SHORT EXERCISE: Find each line in the items that contains the word "looks" and copy those lines out.

SUPPLIED ENTRIES:
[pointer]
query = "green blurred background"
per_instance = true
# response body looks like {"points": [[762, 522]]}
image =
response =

==

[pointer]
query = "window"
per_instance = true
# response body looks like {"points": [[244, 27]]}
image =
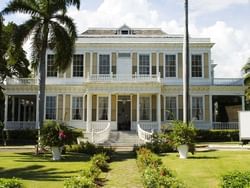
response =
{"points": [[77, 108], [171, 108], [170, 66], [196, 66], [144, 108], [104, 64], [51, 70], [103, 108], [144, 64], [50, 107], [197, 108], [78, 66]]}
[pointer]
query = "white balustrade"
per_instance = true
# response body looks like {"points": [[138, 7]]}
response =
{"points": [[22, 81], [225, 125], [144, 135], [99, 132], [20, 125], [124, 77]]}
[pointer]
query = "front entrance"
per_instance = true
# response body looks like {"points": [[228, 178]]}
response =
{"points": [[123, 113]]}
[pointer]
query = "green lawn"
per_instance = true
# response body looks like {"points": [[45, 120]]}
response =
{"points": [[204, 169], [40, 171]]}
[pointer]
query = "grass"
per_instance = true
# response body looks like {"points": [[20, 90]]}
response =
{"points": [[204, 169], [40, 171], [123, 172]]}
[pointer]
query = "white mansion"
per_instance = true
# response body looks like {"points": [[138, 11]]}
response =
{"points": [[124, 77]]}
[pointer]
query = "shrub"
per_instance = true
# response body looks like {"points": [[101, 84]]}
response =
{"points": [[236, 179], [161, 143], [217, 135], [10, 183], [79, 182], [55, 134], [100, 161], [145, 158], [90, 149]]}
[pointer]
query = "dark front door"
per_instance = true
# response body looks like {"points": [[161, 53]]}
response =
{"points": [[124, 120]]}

COMPLETE RESPONSE:
# response body looks like {"points": [[762, 522]]}
# response body looks like {"points": [[244, 27]]}
# response body looks like {"points": [[138, 7]]}
# response body looks like {"points": [[228, 178]]}
# response body looks like {"points": [[45, 120]]}
# response body looks like {"points": [[20, 90]]}
# response body looks like {"points": [[138, 11]]}
# response body looks like {"points": [[101, 84]]}
# response body looks like {"points": [[161, 53]]}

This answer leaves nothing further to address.